*Passage provided*
━━━
- Sire: King Salmon
- Grandsire: Salmon-Trout
- Dam: Schiaparelli
- Damsire: Schiavoni
- Sex: Mare
- Foaled: 1940
- Country: United Kingdom
- Colour: Bay
- Breeder: Edward Stanley, 17th Earl of Derby
- Owner: Edward Stanley, 17th Earl of Derby
- Trainer: Walter Earl
- Record: 10: 4–1–2

Major wins
- New 1000 Guineas (1943) New St Leger Stakes (1943)

= Herringbone (horse) =

British-bred Thoroughbred racehorse

Herringbone (1940 – September 1961) was a British Thoroughbred racehorse and broodmare, best known for winning two Classics in 1943. The filly won four times from ten races in a track career which lasted from spring 1942 until September 1943. As a two-year-old in 1942 she won twice from five starts but was not among the best of her generation. After being beaten on her three-year-old debut she won the 1000 Guineas over one mile at and finished fourth in the Oaks over one and a half miles a month later. In September she beat a field which included the Derby winner Straight Deal to win the St Leger Stakes over one and three quarter miles. All three of the races took place at Newmarket's July Course. After her second classic win she was retired to stud, where she became a successful broodmare.
━━━
*Data section*
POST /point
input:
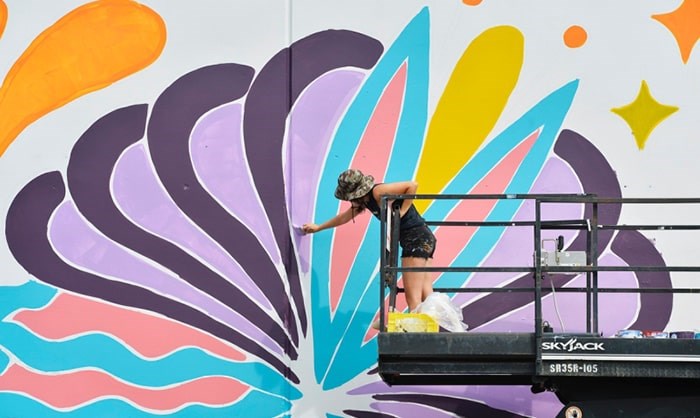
━━━
Write the next part of the article about the racehorse Herringbone, picking up right after its final sentence.

==Background==
Herringbone was a bay mare bred by her owner Edward Stanley, 17th Earl of Derby, the seven-time British flat racing Champion Owner. She was sired by King Salmon, a descendant of the Byerley Turk, who finished second in the 1933 Epsom Derby and went on to win the Eclipse Stakes and the Coronation Cup. After a brief stud career in Britain, he was exported to stand as a stallion in Brazil. Herringbone's dam Schiaparelli won seven races and was a successful broodmare, producing seven other winners including Swallow Tail, who finished third in the 1949 Derby and won the King Edward VII Stakes. Her other descendants included Sassafras, Assert and Last Tycoon. Lord Derby sent the filly to his private trainer Walter Earl at his Stanley House stable in Newmarket, Suffolk.

Herringbone's racing career took place during World War II during which horse racing in Britain was subject to many restrictions. Several major racecourses, including Epsom and Doncaster, were closed for the duration of the conflict, either for safety reasons, or because they were being used by the military. Many important races were rescheduled to new dates and venues, often at short notice, and all five of the Classics were usually run at Newmarket.

==Racing career==

===1942: two-year-old season===
Racing as a two-year-old in 1942, Herringbone ran five times and won two races. She finished unplaced behind Lady Sybil in the Lidgate Stakes at Ascot in July and ran third to Open Warfare and Moonstone in the six furlong Balsham Stakes at Newmarket. Her earnings for the season totaled £576.

In the Free Handicap, a ranking of the season's best juveniles, Herringbone was assigned a weight of 116 pounds, seventeen pounds behind the top-rated Lady Sybil. Nasrullah was the top-rated colt on 132, three pounds ahead of the filly Ribbon, who had beaten him in the Middle Park Stakes.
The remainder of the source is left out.